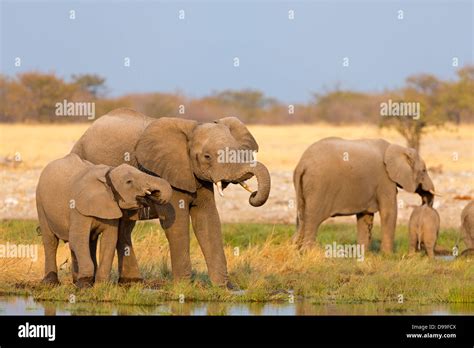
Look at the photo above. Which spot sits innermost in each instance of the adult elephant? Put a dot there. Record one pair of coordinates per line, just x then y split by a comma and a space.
337, 177
188, 155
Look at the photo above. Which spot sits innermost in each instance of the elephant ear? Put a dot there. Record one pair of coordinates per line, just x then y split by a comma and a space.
399, 162
239, 132
94, 198
163, 149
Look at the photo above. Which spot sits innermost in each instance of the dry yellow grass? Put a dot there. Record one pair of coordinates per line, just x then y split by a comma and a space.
280, 146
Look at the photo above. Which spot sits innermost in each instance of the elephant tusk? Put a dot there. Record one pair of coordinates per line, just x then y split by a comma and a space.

● ● ● ● ●

> _Task brief_
All of the entries above are to be written out exactly, with no pictures.

> _Result_
Look at the photo above. Which spot sits innermost in each instance of the adult elephant? Put a dot there. Record one pair of coordinates per line, just x then y split by a comma and a space.
337, 177
188, 155
Look at the photo above. Which spot sits innermost in each instance of the elephant ear? Put a dot there. Record one pair of coordinates per line, just x then y split by a comma and a space.
399, 162
239, 132
94, 198
163, 149
Look at the photo above. Which spot sits innermost in each instance of the dry yellow grass? Put a dot there. Record one pair of coordinates per line, just x then y split by a comma and a space.
280, 146
Look at the photo above. Which spot sits innermost in each instance of the elephant tusk? Put a dot there. Record one pair of coordinates per line, just x then y split by a comma and a space.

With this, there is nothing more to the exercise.